[Polygon annotations for photos]

— Start —

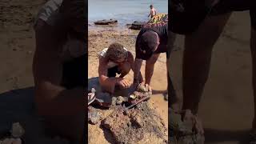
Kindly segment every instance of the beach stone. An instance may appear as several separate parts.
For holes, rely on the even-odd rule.
[[[100,102],[112,103],[112,96],[109,93],[97,93],[96,99]]]
[[[90,106],[89,109],[88,122],[90,122],[91,124],[96,125],[102,119],[101,113],[94,107]]]
[[[11,132],[11,135],[13,137],[20,138],[24,134],[25,130],[19,124],[19,122],[15,122],[15,123],[13,123],[12,129],[11,129],[10,132]]]
[[[172,118],[168,122],[170,143],[204,143],[204,136],[195,133],[193,130],[195,123],[191,111],[186,110],[183,119],[181,114],[174,112],[172,109],[169,110],[169,115]]]
[[[118,96],[117,98],[116,104],[117,105],[121,105],[124,102],[128,102],[128,98],[122,97],[122,96]]]
[[[111,134],[114,143],[167,143],[167,129],[147,102],[126,114],[117,107],[102,126]]]
[[[118,22],[118,20],[116,19],[109,19],[109,20],[103,19],[103,20],[94,22],[94,24],[95,25],[110,25],[117,22]]]
[[[132,30],[140,30],[146,22],[137,22],[134,21],[132,24],[130,29]]]

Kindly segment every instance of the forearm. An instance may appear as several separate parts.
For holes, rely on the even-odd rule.
[[[151,78],[154,73],[154,63],[146,63],[146,70],[145,70],[145,84],[150,85]]]
[[[114,93],[114,86],[118,78],[109,78],[105,75],[99,76],[99,82],[104,90]]]
[[[140,71],[142,65],[142,60],[136,58],[135,62],[134,62],[134,79],[138,80],[139,78],[142,77],[142,74]]]

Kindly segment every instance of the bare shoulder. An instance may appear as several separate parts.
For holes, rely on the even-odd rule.
[[[134,59],[134,55],[130,51],[127,51],[128,53],[128,58],[133,58]]]

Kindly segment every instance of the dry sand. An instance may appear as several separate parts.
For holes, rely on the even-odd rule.
[[[0,133],[8,132],[18,122],[28,144],[63,143],[45,137],[34,102],[33,22],[46,2],[0,1]]]
[[[32,20],[44,2],[0,2],[1,130],[8,129],[13,122],[28,118],[26,114],[33,112],[33,89],[30,88],[34,86],[31,73],[34,51]],[[90,31],[89,76],[97,76],[97,52],[114,41],[134,50],[136,33],[115,28],[113,31]],[[199,114],[206,128],[206,143],[246,143],[245,140],[253,118],[249,39],[249,13],[234,14],[215,45],[210,78],[200,103]],[[175,45],[182,47],[182,37],[178,38]],[[182,94],[182,50],[172,54],[172,75],[178,94]],[[165,61],[165,54],[162,54],[156,63],[152,80],[153,89],[156,91],[150,102],[154,103],[156,110],[167,122],[167,102],[162,94],[166,89]],[[132,73],[129,78],[131,75]],[[18,90],[10,91],[12,90]],[[17,94],[19,93],[23,93],[24,97]],[[94,130],[97,130],[93,132],[98,134],[95,142],[107,143],[104,135],[101,135],[102,131]],[[33,134],[33,129],[30,134]]]
[[[253,118],[249,12],[231,15],[214,46],[210,78],[199,107],[206,143],[249,143]],[[177,47],[183,46],[179,36]],[[182,50],[172,54],[172,76],[182,95]]]
[[[135,41],[138,34],[138,30],[120,30],[118,27],[90,29],[89,30],[89,78],[98,77],[98,58],[97,54],[104,48],[108,47],[112,42],[119,42],[126,49],[130,50],[134,54],[135,50]],[[157,62],[154,67],[154,73],[152,78],[151,86],[153,88],[153,97],[150,102],[153,104],[156,111],[161,114],[164,120],[165,125],[168,126],[168,102],[164,100],[163,94],[166,90],[166,54],[161,54],[159,60]],[[145,63],[142,66],[142,73],[143,74]],[[126,76],[130,81],[133,80],[133,72],[130,71]],[[131,81],[132,82],[132,81]],[[109,143],[107,138],[104,136],[104,132],[98,126],[89,124],[89,134],[92,138],[97,138],[93,143]]]

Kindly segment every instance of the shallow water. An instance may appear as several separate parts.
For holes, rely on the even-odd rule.
[[[168,13],[167,0],[89,0],[89,23],[94,26],[94,21],[114,18],[118,26],[125,26],[134,21],[147,21],[150,4],[157,13]]]

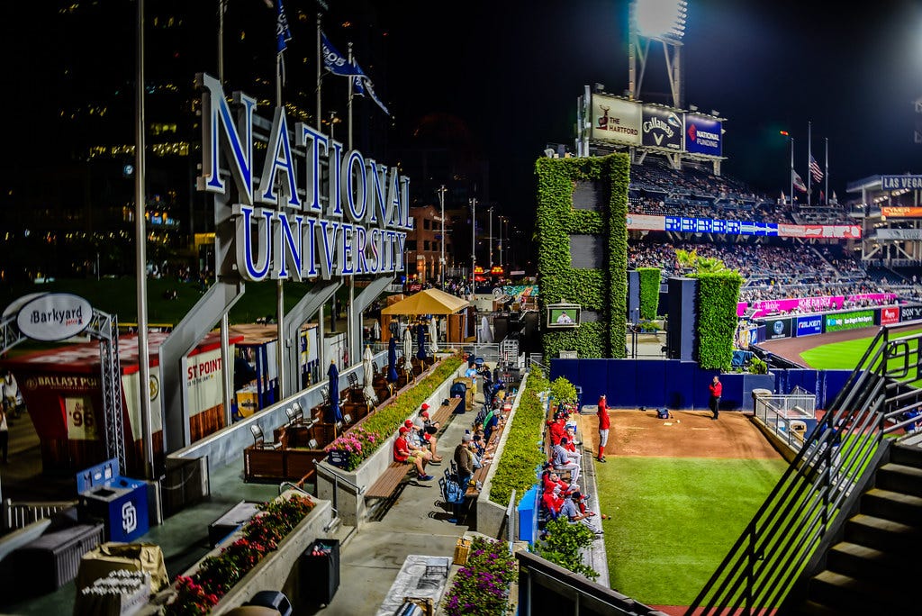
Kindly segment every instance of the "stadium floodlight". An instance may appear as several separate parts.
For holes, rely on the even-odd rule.
[[[637,33],[648,39],[681,39],[688,17],[686,0],[635,0]]]

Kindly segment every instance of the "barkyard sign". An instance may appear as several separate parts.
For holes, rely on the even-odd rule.
[[[235,113],[217,78],[199,74],[196,82],[202,89],[203,132],[198,189],[226,194],[221,163],[230,170],[236,188],[236,202],[228,206],[234,235],[221,239],[234,243],[243,279],[403,271],[407,231],[413,229],[409,178],[357,149],[346,151],[343,144],[304,123],[290,131],[285,108],[277,107],[257,182],[255,100],[235,92],[241,110]],[[299,149],[292,147],[292,135]],[[322,160],[328,164],[325,174]]]

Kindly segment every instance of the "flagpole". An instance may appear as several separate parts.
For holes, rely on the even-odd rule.
[[[791,209],[794,208],[794,137],[791,139]]]
[[[807,205],[813,201],[813,172],[810,171],[810,160],[813,160],[813,123],[807,122]]]
[[[826,138],[826,203],[829,203],[829,137]]]
[[[317,12],[317,130],[321,129],[320,121],[320,65],[323,62],[323,58],[320,57],[323,53],[323,49],[320,45],[320,12]],[[323,314],[323,313],[321,313]],[[321,364],[323,365],[323,364]]]
[[[276,53],[276,106],[282,106],[282,53],[279,51]],[[278,394],[277,400],[285,397],[285,287],[282,286],[282,279],[276,280],[276,361],[278,369]],[[227,364],[225,364],[227,365]]]
[[[352,42],[349,43],[349,65],[352,65]],[[349,122],[349,148],[352,149],[352,77],[349,78],[349,99],[346,101]]]

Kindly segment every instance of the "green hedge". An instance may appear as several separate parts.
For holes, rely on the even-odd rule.
[[[630,159],[625,154],[579,159],[538,159],[538,275],[542,314],[549,303],[578,303],[600,314],[599,322],[575,330],[545,331],[548,358],[575,349],[580,357],[625,357],[627,320],[627,187]],[[573,209],[577,183],[594,182],[604,188],[604,214]],[[601,235],[608,255],[605,269],[571,267],[570,236]],[[613,326],[609,324],[613,324]]]
[[[502,454],[490,484],[490,500],[505,507],[515,491],[515,503],[535,485],[536,468],[545,462],[540,444],[544,430],[544,405],[538,393],[550,384],[537,370],[528,373],[522,399],[515,409]]]
[[[638,267],[640,278],[640,318],[653,321],[659,310],[659,267]]]
[[[724,270],[699,273],[695,278],[698,279],[698,362],[705,370],[729,370],[742,276]]]

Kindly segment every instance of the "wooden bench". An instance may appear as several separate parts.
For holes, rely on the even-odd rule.
[[[487,473],[490,472],[490,465],[495,462],[499,462],[500,458],[497,457],[497,454],[499,452],[496,451],[496,445],[500,442],[500,435],[505,429],[506,429],[506,421],[503,421],[501,424],[497,424],[496,427],[493,428],[493,432],[490,434],[490,441],[487,442],[487,449],[489,450],[491,447],[492,447],[493,459],[491,459],[487,464],[482,465],[479,468],[474,469],[474,474],[471,476],[471,480],[474,481],[474,485],[470,485],[468,483],[467,488],[467,490],[465,490],[464,493],[464,495],[467,498],[474,498],[480,494],[480,491],[477,489],[477,482],[479,481],[480,485],[483,485],[483,482],[487,480]]]
[[[416,472],[416,465],[408,462],[391,462],[378,480],[365,491],[365,498],[389,498],[410,471]]]
[[[449,398],[448,404],[439,405],[434,413],[430,413],[430,420],[439,422],[439,432],[445,428],[445,424],[452,418],[455,409],[461,403],[460,397]],[[438,433],[438,432],[437,432]],[[406,462],[391,462],[384,472],[375,480],[372,486],[365,491],[365,496],[372,498],[388,498],[403,482],[405,477],[416,472],[416,466]]]

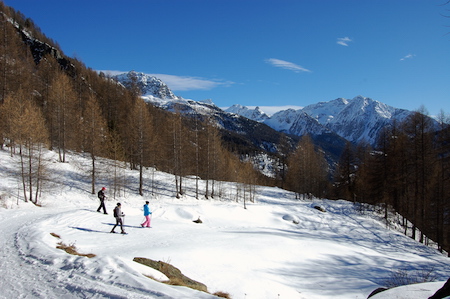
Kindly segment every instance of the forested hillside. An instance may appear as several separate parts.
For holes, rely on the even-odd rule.
[[[0,2],[0,134],[2,147],[18,157],[25,200],[39,203],[45,181],[42,149],[88,155],[92,192],[100,173],[97,157],[127,163],[141,174],[155,167],[174,175],[176,196],[183,178],[206,180],[197,198],[220,196],[214,181],[235,181],[243,200],[255,184],[272,184],[304,197],[344,198],[379,205],[402,215],[405,234],[450,250],[450,131],[444,117],[432,127],[424,111],[384,129],[378,146],[348,144],[338,163],[303,136],[295,148],[280,138],[273,177],[255,167],[254,149],[208,119],[187,118],[144,102],[104,74],[66,57],[32,20]],[[245,153],[245,154],[244,154]],[[111,192],[126,182],[111,166]],[[137,183],[142,194],[143,179]],[[416,236],[418,234],[418,236]]]

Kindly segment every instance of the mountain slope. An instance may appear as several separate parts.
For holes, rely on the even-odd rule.
[[[111,196],[110,214],[103,215],[95,211],[98,199],[85,180],[90,159],[69,154],[68,163],[58,163],[57,155],[46,152],[50,185],[37,207],[17,197],[19,177],[10,175],[17,163],[0,150],[0,298],[216,298],[149,279],[165,278],[134,257],[170,262],[211,293],[231,298],[366,299],[397,270],[414,275],[432,269],[436,279],[448,278],[447,257],[386,229],[382,215],[361,214],[352,202],[298,200],[292,192],[260,186],[256,201],[244,209],[236,200],[238,184],[216,182],[221,197],[198,200],[192,178],[184,179],[186,193],[176,199],[173,175],[153,169],[144,172],[140,196],[134,185],[139,172],[124,167],[124,197],[113,198],[109,179],[99,178]],[[99,162],[107,170],[110,163]],[[199,184],[204,189],[206,182]],[[139,225],[144,200],[153,212],[149,229]],[[109,233],[117,202],[126,214],[125,236]],[[203,223],[194,223],[199,216]],[[56,248],[58,242],[96,256],[67,254]],[[427,298],[442,285],[409,298]]]

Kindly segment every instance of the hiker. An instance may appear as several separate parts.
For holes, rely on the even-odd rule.
[[[103,214],[108,214],[106,213],[105,207],[105,199],[106,199],[105,190],[106,188],[102,187],[102,189],[97,193],[98,199],[100,199],[100,206],[98,207],[97,212],[100,213],[100,209],[103,209]]]
[[[148,206],[149,202],[146,201],[145,205],[144,205],[144,217],[145,217],[145,221],[144,223],[141,223],[142,227],[150,227],[150,215],[152,214],[152,212],[150,212],[150,207]]]
[[[122,213],[122,210],[120,209],[121,205],[120,202],[117,203],[117,206],[114,208],[114,218],[116,218],[116,225],[114,225],[113,229],[111,230],[111,233],[115,233],[114,229],[120,225],[121,234],[125,234],[125,231],[123,230],[123,220],[122,217],[125,217],[125,214]]]

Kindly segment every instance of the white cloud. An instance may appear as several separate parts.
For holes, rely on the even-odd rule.
[[[266,59],[265,61],[268,64],[271,64],[273,66],[276,66],[276,67],[279,67],[279,68],[282,68],[282,69],[286,69],[286,70],[290,70],[290,71],[294,71],[296,73],[299,73],[299,72],[311,72],[310,70],[305,69],[304,67],[302,67],[302,66],[300,66],[298,64],[295,64],[295,63],[292,63],[292,62],[289,62],[289,61],[284,61],[284,60],[281,60],[281,59],[269,58],[269,59]]]
[[[414,56],[416,56],[415,54],[408,54],[403,58],[400,58],[400,61],[406,60],[406,59],[412,59]]]
[[[128,73],[123,71],[111,71],[111,70],[99,72],[103,72],[110,76]],[[167,84],[167,86],[169,86],[169,88],[172,91],[209,90],[216,88],[218,86],[230,86],[234,84],[234,82],[231,81],[216,80],[216,79],[213,80],[191,76],[177,76],[168,74],[147,74],[147,75],[161,79],[164,83]]]
[[[352,42],[353,40],[350,38],[350,37],[339,37],[338,39],[337,39],[337,41],[336,41],[336,43],[338,44],[338,45],[341,45],[341,46],[346,46],[346,47],[348,47],[348,43],[349,42]]]

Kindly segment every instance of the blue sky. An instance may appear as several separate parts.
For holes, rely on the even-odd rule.
[[[446,0],[5,0],[95,70],[220,107],[370,97],[450,113]]]

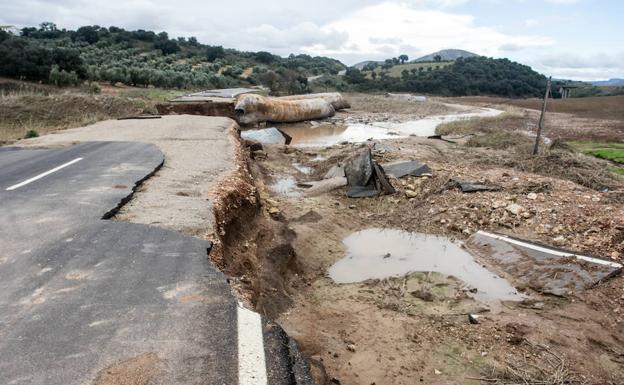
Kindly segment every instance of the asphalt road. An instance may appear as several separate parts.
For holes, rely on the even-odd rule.
[[[132,142],[0,148],[0,384],[312,383],[210,242],[106,220],[163,161]]]

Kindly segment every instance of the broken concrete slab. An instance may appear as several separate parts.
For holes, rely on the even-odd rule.
[[[396,150],[397,149],[395,147],[384,143],[375,142],[375,144],[373,144],[373,152],[375,152],[376,154],[385,154],[387,152],[394,152]]]
[[[290,144],[292,138],[275,127],[241,131],[241,138],[263,144]]]
[[[340,164],[333,165],[327,171],[327,173],[325,173],[325,176],[323,176],[323,179],[331,179],[331,178],[336,178],[336,177],[345,177],[344,166],[341,166]]]
[[[483,182],[464,181],[461,179],[453,178],[449,181],[448,188],[459,188],[464,193],[472,193],[478,191],[500,191],[503,188],[498,185],[488,184]]]
[[[345,175],[351,189],[349,198],[368,198],[396,191],[388,181],[383,167],[373,160],[370,148],[361,150],[346,161]]]
[[[373,158],[369,148],[346,161],[345,174],[349,186],[367,186],[373,177]]]
[[[373,198],[380,194],[374,186],[353,186],[347,191],[349,198]]]
[[[424,163],[415,160],[402,161],[395,163],[386,163],[382,165],[387,174],[395,178],[403,178],[404,176],[422,176],[430,174],[431,168]]]
[[[172,99],[172,102],[188,102],[188,101],[203,101],[206,98],[235,98],[242,94],[254,94],[261,92],[258,88],[221,88],[214,90],[205,90],[200,92],[194,92],[192,94],[184,95]]]
[[[386,176],[386,172],[383,167],[381,167],[377,162],[373,162],[373,168],[375,169],[375,186],[377,190],[382,191],[385,194],[394,194],[396,190],[390,182],[388,182],[388,177]]]
[[[465,246],[508,275],[517,288],[557,296],[590,288],[622,270],[606,259],[485,231],[473,234]]]
[[[386,97],[398,99],[398,100],[404,100],[407,102],[417,102],[417,103],[424,103],[427,101],[426,96],[412,95],[412,94],[393,94],[393,93],[388,92],[386,93]]]

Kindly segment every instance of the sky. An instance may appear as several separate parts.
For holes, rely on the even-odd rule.
[[[0,0],[0,25],[167,31],[352,65],[441,49],[507,57],[555,78],[624,78],[622,0]]]

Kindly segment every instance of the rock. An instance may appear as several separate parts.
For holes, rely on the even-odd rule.
[[[243,139],[245,141],[245,146],[249,147],[250,152],[264,150],[262,143],[258,142],[255,139]]]
[[[556,238],[553,238],[553,242],[557,245],[557,246],[562,246],[564,245],[567,241],[565,239],[565,237],[563,235],[560,235]]]
[[[499,209],[501,207],[505,207],[507,203],[503,202],[503,201],[495,201],[492,203],[492,208],[493,209]]]
[[[512,213],[513,215],[519,215],[521,212],[524,211],[524,207],[520,206],[517,203],[512,203],[508,205],[507,207],[505,207],[505,209],[509,211],[510,213]]]
[[[413,190],[405,190],[405,196],[407,198],[416,198],[418,196],[418,193]]]
[[[267,159],[268,157],[269,155],[262,150],[256,150],[251,152],[251,159]]]

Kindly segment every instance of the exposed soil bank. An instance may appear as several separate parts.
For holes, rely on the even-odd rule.
[[[349,117],[374,119],[375,114]],[[522,127],[532,122],[530,116],[524,119]],[[536,383],[555,375],[570,384],[624,381],[622,277],[564,298],[527,289],[530,298],[524,301],[484,303],[472,298],[463,282],[439,273],[345,284],[328,276],[347,255],[343,240],[370,228],[459,240],[482,229],[621,260],[624,205],[616,195],[479,162],[504,158],[508,149],[415,137],[384,141],[376,152],[380,163],[413,159],[433,169],[432,177],[392,180],[395,195],[349,199],[338,189],[304,197],[267,187],[286,177],[319,180],[357,147],[265,146],[266,158],[251,163],[262,204],[258,218],[271,231],[262,237],[261,230],[243,232],[241,239],[252,249],[246,255],[253,255],[257,266],[282,256],[273,271],[275,289],[265,288],[257,303],[278,314],[304,352],[324,365],[327,376],[319,374],[319,383],[332,378],[341,384]],[[502,190],[463,194],[444,187],[451,177]],[[267,252],[277,246],[288,249],[287,258]],[[245,247],[236,252],[245,254]],[[469,322],[469,313],[481,315],[478,324]],[[514,371],[524,377],[514,378]]]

— End —

● **What you will do**
Copy everything from the line containing "Kindly segment every instance of the broken" down to the line containing "[[[373,198],[380,194],[374,186],[353,186],[347,191],[349,198]]]", swapping "concrete slab" for "paving slab" and keeping everything else the same.

● **Expected answer**
Kindly segment every instance of the broken paving slab. An instance may appear as several separate parts.
For holes, rely on the even-odd rule.
[[[396,150],[397,149],[395,147],[384,143],[375,142],[375,144],[373,144],[373,152],[375,152],[376,154],[385,154],[387,152],[394,152]]]
[[[290,144],[292,138],[275,127],[241,131],[241,138],[263,144]]]
[[[340,164],[333,165],[327,171],[327,173],[325,173],[325,176],[323,176],[323,179],[331,179],[331,178],[336,178],[336,177],[345,177],[344,166],[341,166]]]
[[[483,182],[464,181],[461,179],[453,178],[449,181],[448,188],[459,188],[464,193],[472,193],[478,191],[500,191],[503,188],[498,185],[488,184]]]
[[[345,175],[351,189],[349,198],[368,198],[396,191],[388,181],[383,167],[373,160],[370,148],[361,150],[346,161]]]
[[[373,158],[369,148],[346,161],[345,174],[349,186],[367,186],[373,177]]]
[[[373,198],[380,194],[374,186],[353,186],[347,191],[349,198]]]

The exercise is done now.